Copy out all of the items below, replacing every "Could you confirm whether" with "Can you tell whether" and changing nothing else. Omit the picture from your answer.
▬▬▬
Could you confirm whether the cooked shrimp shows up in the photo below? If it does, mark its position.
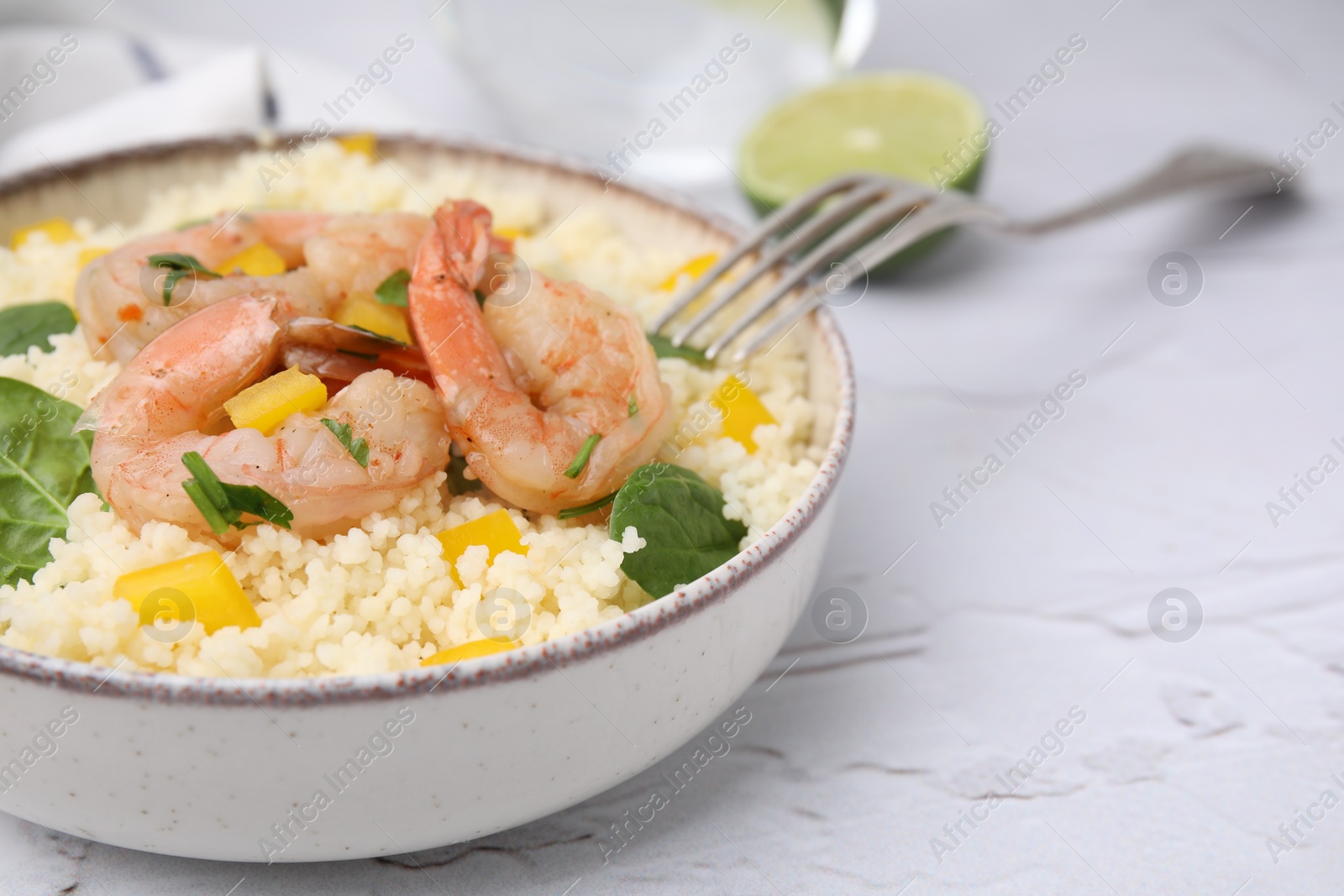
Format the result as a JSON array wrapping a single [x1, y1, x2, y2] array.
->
[[76, 212, 428, 363], [410, 202, 672, 513], [81, 296, 449, 537]]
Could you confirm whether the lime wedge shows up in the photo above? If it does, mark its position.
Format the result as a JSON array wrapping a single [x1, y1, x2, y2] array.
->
[[742, 71, 990, 213]]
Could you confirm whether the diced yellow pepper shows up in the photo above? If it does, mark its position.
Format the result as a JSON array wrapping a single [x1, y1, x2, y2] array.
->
[[224, 367, 327, 435], [79, 246, 112, 270], [435, 509, 527, 584], [659, 253, 719, 291], [333, 291, 412, 345], [112, 551, 259, 634], [9, 217, 76, 249], [421, 638, 516, 666], [336, 133, 378, 159], [215, 244, 285, 277], [710, 374, 778, 454]]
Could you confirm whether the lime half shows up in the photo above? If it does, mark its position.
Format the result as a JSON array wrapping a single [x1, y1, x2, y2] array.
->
[[742, 72, 990, 212]]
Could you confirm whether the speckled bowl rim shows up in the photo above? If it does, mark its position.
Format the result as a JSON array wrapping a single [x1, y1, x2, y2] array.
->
[[0, 134, 855, 708]]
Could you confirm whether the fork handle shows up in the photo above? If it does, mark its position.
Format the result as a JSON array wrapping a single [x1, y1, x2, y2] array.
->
[[1006, 146, 1284, 233]]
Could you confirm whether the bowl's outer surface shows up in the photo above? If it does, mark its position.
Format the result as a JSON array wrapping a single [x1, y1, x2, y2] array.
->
[[0, 139, 853, 861]]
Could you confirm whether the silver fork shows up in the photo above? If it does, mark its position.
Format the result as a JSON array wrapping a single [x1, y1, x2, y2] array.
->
[[654, 146, 1285, 361]]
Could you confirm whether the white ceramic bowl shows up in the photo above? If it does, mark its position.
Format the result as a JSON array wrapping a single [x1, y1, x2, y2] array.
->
[[0, 139, 853, 861]]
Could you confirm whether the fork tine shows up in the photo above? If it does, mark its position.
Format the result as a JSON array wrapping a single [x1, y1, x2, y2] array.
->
[[704, 183, 934, 360], [726, 193, 1003, 363], [672, 179, 894, 345], [652, 175, 871, 333]]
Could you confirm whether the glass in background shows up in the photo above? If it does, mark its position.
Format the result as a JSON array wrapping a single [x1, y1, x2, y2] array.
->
[[428, 0, 876, 190]]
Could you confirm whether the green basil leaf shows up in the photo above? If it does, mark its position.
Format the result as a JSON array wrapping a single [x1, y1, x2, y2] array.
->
[[645, 333, 714, 367], [323, 417, 368, 469], [374, 267, 412, 307], [0, 378, 97, 584], [609, 464, 748, 598], [0, 302, 76, 356]]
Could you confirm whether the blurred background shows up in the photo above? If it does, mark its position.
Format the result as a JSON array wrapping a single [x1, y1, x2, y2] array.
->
[[0, 0, 1344, 221]]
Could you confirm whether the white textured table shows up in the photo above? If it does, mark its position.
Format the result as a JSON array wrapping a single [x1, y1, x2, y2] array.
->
[[0, 0, 1344, 896]]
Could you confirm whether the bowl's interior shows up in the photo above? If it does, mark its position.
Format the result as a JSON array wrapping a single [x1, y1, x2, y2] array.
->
[[0, 137, 852, 685]]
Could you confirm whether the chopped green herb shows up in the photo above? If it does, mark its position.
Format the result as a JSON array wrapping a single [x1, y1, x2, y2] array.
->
[[374, 267, 412, 307], [564, 432, 602, 479], [145, 253, 219, 305], [181, 451, 294, 535], [555, 491, 616, 520], [645, 333, 714, 367], [341, 324, 407, 348], [444, 454, 481, 495], [336, 348, 378, 361], [323, 417, 368, 469]]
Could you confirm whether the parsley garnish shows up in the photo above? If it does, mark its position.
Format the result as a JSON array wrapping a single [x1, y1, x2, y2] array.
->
[[564, 432, 602, 479], [145, 253, 219, 305], [555, 491, 616, 520], [374, 267, 412, 307], [181, 451, 294, 535], [323, 417, 368, 469], [645, 333, 712, 367]]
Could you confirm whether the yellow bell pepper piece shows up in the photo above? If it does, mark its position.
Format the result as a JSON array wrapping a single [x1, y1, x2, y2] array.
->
[[224, 367, 327, 435], [215, 244, 285, 277], [333, 291, 412, 345], [9, 217, 76, 249], [336, 133, 378, 159], [79, 246, 112, 270], [659, 253, 719, 291], [112, 551, 262, 634], [421, 638, 516, 666], [435, 509, 527, 584], [710, 374, 778, 454]]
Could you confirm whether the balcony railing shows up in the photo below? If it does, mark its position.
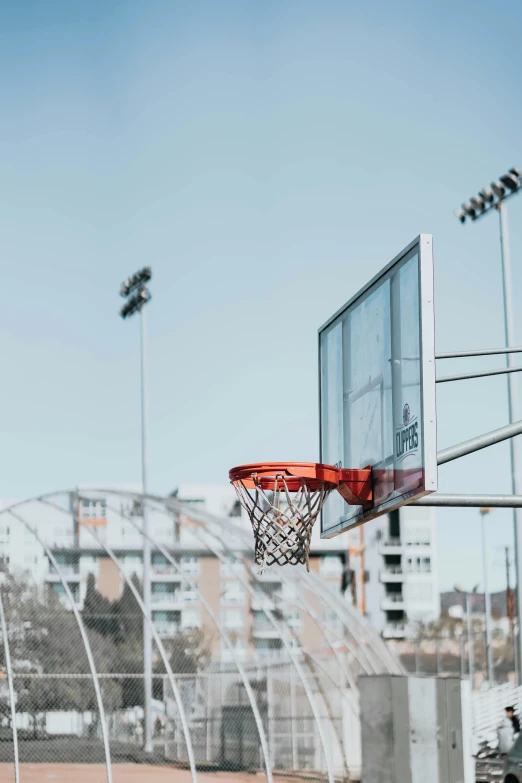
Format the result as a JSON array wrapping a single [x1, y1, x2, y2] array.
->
[[382, 622, 406, 639], [154, 623, 180, 637], [381, 536, 402, 547], [150, 591, 181, 604], [48, 563, 80, 579], [152, 563, 181, 579]]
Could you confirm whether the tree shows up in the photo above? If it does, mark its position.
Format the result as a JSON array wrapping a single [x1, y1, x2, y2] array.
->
[[83, 574, 118, 636]]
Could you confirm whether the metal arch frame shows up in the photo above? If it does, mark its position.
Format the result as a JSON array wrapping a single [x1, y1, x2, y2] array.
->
[[130, 494, 376, 688], [88, 488, 404, 674], [38, 498, 198, 783], [0, 489, 400, 780], [140, 496, 396, 688], [189, 531, 335, 783], [105, 489, 382, 674], [97, 494, 273, 783], [199, 512, 401, 674], [307, 573, 404, 674], [4, 508, 112, 783], [108, 490, 369, 772], [0, 587, 20, 783], [139, 509, 354, 773]]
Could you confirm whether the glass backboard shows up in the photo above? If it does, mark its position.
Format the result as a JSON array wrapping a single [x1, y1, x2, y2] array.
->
[[319, 234, 437, 538]]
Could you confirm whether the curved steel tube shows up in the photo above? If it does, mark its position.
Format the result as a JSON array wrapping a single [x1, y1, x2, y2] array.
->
[[9, 504, 112, 783], [39, 498, 198, 783], [100, 496, 273, 783], [0, 588, 20, 783]]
▬▬▬
:: Response to the task ::
Can you tell whether the cooked shrimp shows up in the photo below? If it does, mark its position.
Format the result as a JSON array wrapping a single [x1, y1, x2, y2] array.
->
[[76, 212, 428, 363], [410, 202, 672, 513], [81, 296, 449, 537]]
Can you tell whether the lime wedge shows up in the photo above? If it does, mark its position.
Format the result as a JSON array wrapping a single [x1, y1, x2, y2] array.
->
[[742, 71, 990, 213]]
Can you tell whether the diced yellow pepper shows up in the photo above? If it does, mark its position.
Format the result as a JSON array wrapping a single [x1, y1, x2, y2] array.
->
[[224, 367, 327, 435], [79, 246, 112, 270], [435, 509, 527, 584], [659, 253, 719, 291], [333, 291, 412, 345], [112, 551, 259, 634], [9, 217, 76, 249], [421, 638, 516, 666], [336, 133, 378, 159], [215, 244, 285, 277], [710, 374, 778, 454]]
Can you tell whether the lime half shows up in the photo above? If it does, mark its position.
Format the result as a JSON array wrapping a single [x1, y1, x2, y2] array.
->
[[742, 72, 990, 212]]
Can you tell whether the speckled bowl rim shows up in the photo above? If it does, mark its position.
Format the result as a JSON array wrapping a single [x1, y1, x2, y2] array.
->
[[0, 134, 855, 708]]
Can you tell whether the fork handle shows up in the photo above? If it does, mark its position.
Format the result as a JSON array wrapping a single [x1, y1, x2, y2] array.
->
[[1006, 146, 1284, 233]]
Can you tell whether the bowl's outer surface shows up in the photo above? If it does, mark its position.
Format the result as a JSON array wrapping a single [x1, y1, x2, y2] array.
->
[[0, 139, 853, 861]]
Can you tell whether the silver fork shows up in the photo above? If it does, mark its position.
Format the result as a JSON array wrapping a single [x1, y1, x2, y2] array.
->
[[654, 146, 1285, 361]]
Can you tell whether the white ceramic bowl shows up in the photo above? If it does, mark its position.
Format the result as a JSON array wrapping a single [x1, y1, x2, y2] array.
->
[[0, 139, 853, 861]]
Can you tell whether the fork tine shows up in the photo above? If it does, mark its position.
Format the result as a JSON array wrapping a single [x1, y1, x2, y2] array.
->
[[704, 183, 934, 360], [726, 193, 1003, 363], [672, 179, 894, 345], [652, 175, 871, 333]]
Can you tell whether the glass in background shows up in the photo above? If it does, mark its position.
Format the result as a JSON array wrapping a single [x1, y1, x2, y2] array.
->
[[428, 0, 876, 190]]
Can you tell whether the green basil leaf shows up in the photo above? If it does, mark its position.
Format the result as a JSON array wrapping a single [x1, y1, x2, y2] array.
->
[[645, 333, 714, 367], [323, 417, 368, 469], [374, 267, 412, 307], [0, 378, 97, 584], [609, 464, 748, 598], [0, 302, 76, 356]]
Can you tell whether the blurred background shows up in the photo above? If it does, mark its position.
Format the result as a JSON array wrapping a single [x1, y1, x2, y2] array.
->
[[0, 0, 1344, 221]]
Can you tell whether the white textured table shows up in the photo above? If it does, mark its position.
Format the result as a JSON array wrapping a single [x1, y1, x2, y2] array.
->
[[0, 0, 1344, 896]]
Can you tell whether the bowl's interior shows up in the photo above? If it does, mark its position.
Format the result as a JSON array wrapping a single [x1, y1, x2, y2] array.
->
[[0, 137, 852, 685]]
Can you tell whether the chopped green herb shows up in the photo above? If it does, mark its position.
Format the result as a JSON array wrapping a single [x1, y1, x2, y2] array.
->
[[374, 267, 412, 307], [564, 432, 602, 479], [145, 253, 219, 305], [181, 451, 294, 535], [555, 491, 616, 520], [645, 333, 714, 367], [341, 324, 407, 348], [444, 454, 481, 495], [336, 348, 378, 361], [323, 417, 368, 469]]
Can you tell whether the parsley garnish shows up in the photo above? If it does, mark its position.
Format the result as a JSON array wrapping a single [x1, y1, x2, y2] array.
->
[[564, 432, 602, 479], [145, 253, 219, 305], [555, 491, 616, 520], [374, 267, 412, 307], [181, 451, 294, 535], [323, 417, 368, 469], [645, 333, 712, 367]]
Can you tell whether the yellow bell pepper piece shows up in the photo above? If it does, mark its position.
Format the result as a JSON array wrapping a single [x1, y1, x2, y2] array.
->
[[224, 367, 327, 435], [215, 244, 285, 277], [333, 291, 412, 345], [9, 217, 76, 249], [336, 133, 378, 159], [79, 246, 112, 270], [659, 253, 719, 291], [112, 551, 262, 634], [421, 638, 516, 666], [435, 509, 527, 584], [710, 374, 778, 454]]
Can you tell whether the balcony railing shows up in the photo below? If it does, mark its position.
Format the result as a JSON array wrapping a single [x1, y1, x2, y2] array.
->
[[382, 622, 406, 639], [154, 623, 180, 637], [381, 536, 402, 547], [150, 591, 181, 604], [48, 563, 80, 579], [152, 563, 181, 579]]
Can you tell whether the tree shows up in the photo above? If it does, mark its position.
Format the result as a JSON array wrapping a single [x1, y1, x2, y2] array.
->
[[83, 574, 118, 636]]
Can you tell whether the metal arch frame shows up in the photo above? If it does, mark its position.
Format the result as a JSON array wrapping a single [x1, y1, x2, y2] array.
->
[[130, 494, 376, 688], [88, 488, 404, 674], [38, 498, 198, 783], [0, 489, 400, 780], [140, 496, 396, 688], [189, 531, 335, 783], [105, 489, 382, 674], [97, 494, 273, 783], [199, 512, 401, 674], [307, 573, 404, 674], [4, 508, 112, 783], [108, 490, 369, 772], [0, 587, 20, 783], [139, 509, 354, 773]]
Can you tell whether the glass backboard shows up in the photo above? If it does, mark its position.
Format the result as a JSON array wrapping a single [x1, y1, x2, y2] array.
->
[[319, 234, 437, 538]]
Can you tell whether the curved steel tube shows up in the photo above? If it does, mark its position.
Format the result as a JSON array wrapping a single [x1, y1, x2, y2] array.
->
[[9, 504, 112, 783], [39, 498, 198, 783], [100, 496, 273, 783], [0, 588, 20, 783]]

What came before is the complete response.